**What you need to do**
a) Rewrite as a short list the paragraph of the control sets passage that begins "The first factor to consider", keeping its main facts.
b) Answer these questions from the control sets passage:
(i) How many registers make up a 7 series device slice?
(ii) In an UltraScale device half-CLB, how is a constant enable signal treated?
(iii) Which Tcl command automatically applies this optimization technique?
c) Reproduce the control sets passage word for word, from "Document ID" to "report_qor_suggestions Tcl command.".

**Passage shown**
Reducing Control Sets - 2023.2 English

UltraFast Design Methodology Guide for FPGAs and SoCs (UG949)

Document ID
UG949
Release Date
2023-11-29
Version
2023.2 English
Note: This optimization technique is automatically applied by the report_qor_suggestions Tcl command.

Often not much consideration is given to control signals such as resets or clock enables. Many designers start HDL coding with "if reset" statements without deciding whether the reset is needed or not. While all registers support resets and clock enables, their use can significantly affect the end implementation in terms of maximum clock frequency, utilization, and power.

The first factor to consider is the number of control sets. A control set is the group of clock, enable, and set/reset signals used by a sequential cell. For example, two cells connected to the same clock have different control sets if only one cell has a reset or if only one cell has a clock enable. Constant or unused enable and set/reset register pins also contribute to forming control sets.

The second factor to consider is the targeted architecture. The number of control sets that can be packed together depends on the architecture:

  • A 7 series device slice (or half-CLB) comprises eight registers, which all share one clock, one set/reset, and one clock enable. Only one control set can be used per group of eight registers.
  • An UltraScale device half-CLB comprises two groups of four registers, which share one clock and one set/reset. In addition, each group of four registers has one clock enable and can ignore the set/reset. A constant set/reset signal is not routed and can be ignored. A constant enable signal is treated like a dynamic enable signal and needs to be routed. Under optimal conditions, up to two control sets can be used per group of eight registers.

CLB packing restrictions caused by control sets force the placer to move some registers, including their input LUT. In some cases, the registers are moved to less optimal locations. The additional distance can negatively impact not only utilization but also placement QoR and power consumption, due to logic spreading (longer net delays) and higher interconnect resources utilization. This is mainly of concern in designs with many low fanout control signals, such as clock enables that feed single registers.

Despite the higher UltraScale device CLB control set capacity, typical designs show a control set utilization similar to 7 series designs. Therefore, AMD recommendations are the same for both architectures.

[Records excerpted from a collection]
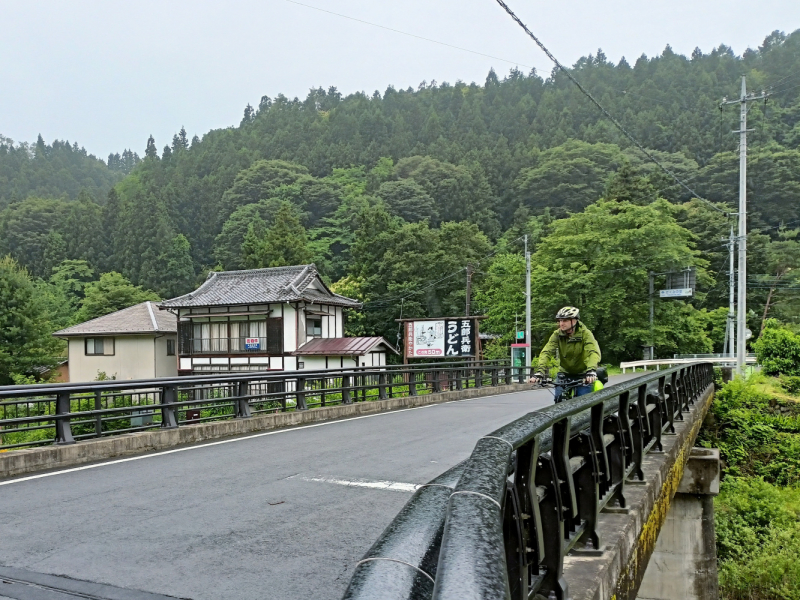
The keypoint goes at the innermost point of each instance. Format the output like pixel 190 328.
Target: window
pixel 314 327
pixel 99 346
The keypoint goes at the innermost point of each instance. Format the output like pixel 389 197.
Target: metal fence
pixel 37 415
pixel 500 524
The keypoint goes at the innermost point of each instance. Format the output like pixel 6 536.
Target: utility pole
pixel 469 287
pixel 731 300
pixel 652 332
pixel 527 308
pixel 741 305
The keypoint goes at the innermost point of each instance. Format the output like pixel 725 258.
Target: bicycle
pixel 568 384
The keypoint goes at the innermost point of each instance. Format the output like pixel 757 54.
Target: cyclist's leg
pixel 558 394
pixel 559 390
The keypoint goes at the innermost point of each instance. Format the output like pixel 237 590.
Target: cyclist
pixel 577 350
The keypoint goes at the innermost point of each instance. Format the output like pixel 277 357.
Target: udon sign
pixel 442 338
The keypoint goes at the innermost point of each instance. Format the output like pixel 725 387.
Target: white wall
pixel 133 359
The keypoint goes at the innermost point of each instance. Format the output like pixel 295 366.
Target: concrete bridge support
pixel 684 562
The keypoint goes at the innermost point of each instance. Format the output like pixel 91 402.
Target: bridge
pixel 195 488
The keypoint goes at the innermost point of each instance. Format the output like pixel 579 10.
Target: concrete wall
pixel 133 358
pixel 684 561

**Solutions per task**
a)
- The number of control sets is the first factor to consider.
- A control set is the group of clock, enable, and set/reset signals that a sequential cell uses.
- Two cells on the same clock have different control sets if only one of them has a reset or a clock enable.
- Constant or unused enable and set/reset register pins also help form control sets.

b)
(i) Eight registers.
(ii) It is treated like a dynamic enable signal and needs to be routed.
(iii) The report_qor_suggestions Tcl command.

c)
Document ID
UG949
Release Date
2023-11-29
Version
2023.2 English
Note: This optimization technique is automatically applied by the report_qor_suggestions Tcl command.